[Records for the exercise]
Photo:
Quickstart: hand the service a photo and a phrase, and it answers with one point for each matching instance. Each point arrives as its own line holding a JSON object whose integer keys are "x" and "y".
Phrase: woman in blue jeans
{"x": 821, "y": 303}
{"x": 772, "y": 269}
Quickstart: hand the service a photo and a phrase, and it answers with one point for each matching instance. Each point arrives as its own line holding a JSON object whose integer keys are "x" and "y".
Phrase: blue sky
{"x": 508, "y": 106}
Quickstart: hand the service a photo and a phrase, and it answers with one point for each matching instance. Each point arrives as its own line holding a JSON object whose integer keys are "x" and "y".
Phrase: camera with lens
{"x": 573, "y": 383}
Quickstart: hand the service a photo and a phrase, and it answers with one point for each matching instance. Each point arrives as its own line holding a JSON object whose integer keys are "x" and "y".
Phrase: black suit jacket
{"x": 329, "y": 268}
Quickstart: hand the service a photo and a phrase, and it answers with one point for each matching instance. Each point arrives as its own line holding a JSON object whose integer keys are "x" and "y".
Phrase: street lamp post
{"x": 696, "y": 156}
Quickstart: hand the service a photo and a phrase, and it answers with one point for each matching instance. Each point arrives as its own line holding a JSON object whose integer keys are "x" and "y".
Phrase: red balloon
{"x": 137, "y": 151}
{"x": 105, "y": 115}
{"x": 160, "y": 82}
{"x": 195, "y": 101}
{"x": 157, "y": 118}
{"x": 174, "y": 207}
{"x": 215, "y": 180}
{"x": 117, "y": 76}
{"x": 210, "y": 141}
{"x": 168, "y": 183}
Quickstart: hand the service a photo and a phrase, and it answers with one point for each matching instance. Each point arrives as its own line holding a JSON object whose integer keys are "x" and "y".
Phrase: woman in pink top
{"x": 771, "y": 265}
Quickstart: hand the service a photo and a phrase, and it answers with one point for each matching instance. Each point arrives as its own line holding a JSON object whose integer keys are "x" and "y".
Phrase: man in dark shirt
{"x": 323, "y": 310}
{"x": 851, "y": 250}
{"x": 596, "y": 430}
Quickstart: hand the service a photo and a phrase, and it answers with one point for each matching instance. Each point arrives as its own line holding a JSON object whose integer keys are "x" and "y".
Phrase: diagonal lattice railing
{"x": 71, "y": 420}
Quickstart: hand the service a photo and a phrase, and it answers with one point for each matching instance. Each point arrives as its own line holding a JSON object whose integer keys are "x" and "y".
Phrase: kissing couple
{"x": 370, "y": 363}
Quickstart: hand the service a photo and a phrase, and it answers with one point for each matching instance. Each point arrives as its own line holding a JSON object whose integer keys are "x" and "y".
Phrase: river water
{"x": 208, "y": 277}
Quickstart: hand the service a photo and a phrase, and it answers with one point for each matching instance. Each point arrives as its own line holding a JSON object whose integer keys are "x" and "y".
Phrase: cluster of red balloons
[/Records for the exercise]
__Task__
Copy each line of the data above exactly as it appears.

__Result of the task__
Photo:
Quickstart: hand the service a photo and a phrase, and it answers with one point for each matching instance. Each point arrives as its own line holding a JSON object whose integer keys are "x" and "y".
Phrase: woman in blue jeans
{"x": 821, "y": 303}
{"x": 772, "y": 269}
Quickstart: hand the service a photo and a phrase, and it answers with one point for each matching instance. Each point arrives as its own line holding a JSON object whose integer keys are "x" and "y".
Phrase: blue sky
{"x": 508, "y": 106}
Quickstart: hand the service a photo and a phrase, and it answers with one point for each matching instance. Each point arrives as its own line holding a JSON object whose integer keys are "x" and "y".
Phrase: camera with lens
{"x": 573, "y": 383}
Quickstart: hand the service a photo and a phrase, and it answers with one point for each matching instance. Each point arrives as its own line holding a JSON object whose integer keys are "x" and "y".
Phrase: black suit jacket
{"x": 329, "y": 268}
Quickstart: hand the service a photo and a phrase, and it answers with one point for each matching instance. Each point arrives as its own line holding a JSON object whose integer keys are "x" and "y".
Phrase: street lamp post
{"x": 696, "y": 156}
Quickstart: hand the service a photo and a phrase, and it answers with one point for each matching instance. Each point arrives as its own line holding a JSON object whose integer keys are "x" and "y".
Phrase: red balloon
{"x": 137, "y": 151}
{"x": 105, "y": 115}
{"x": 160, "y": 82}
{"x": 195, "y": 101}
{"x": 157, "y": 118}
{"x": 174, "y": 207}
{"x": 215, "y": 180}
{"x": 117, "y": 76}
{"x": 210, "y": 141}
{"x": 168, "y": 183}
Quickstart: hand the service a photo and a phrase, and it answers with one point for each matching instance. Each point arrives as its own line holding a JSON object whose integer keys are "x" and "y".
Phrase: woman in pink top
{"x": 771, "y": 265}
Quickstart: hand the service a photo and a phrase, and it answers with one point for each matching instance. Each point arrives as its own line holding a JSON object whose integer keys are "x" and "y".
Phrase: man in dark shirt
{"x": 323, "y": 310}
{"x": 851, "y": 250}
{"x": 596, "y": 430}
Quickstart: hand the service a photo and a phrase, and it answers with one point for each matching instance. Each point arrives as its own line holding a JSON object whose integer keys are "x" and "y".
Phrase: diagonal lattice railing
{"x": 71, "y": 420}
Quickstart: hand the service a photo and a phrase, and it answers with one point for each matching instance. Each point arrives as its own line holding a JSON object whose integer keys are "x" and "y".
Phrase: kissing couple
{"x": 370, "y": 363}
Quickstart: hand the service a photo and a phrase, and it answers with one point for each matching instance. Each point arrives as its own line holding a JSON object whose integer keys are "x" and "y".
Phrase: river water
{"x": 208, "y": 277}
Quickstart: hand the service a photo and a phrase, and it answers with one point for each matching instance. Each point arrives as its own line holding a JSON object whose integer keys are "x" and "y".
Phrase: cluster of red balloons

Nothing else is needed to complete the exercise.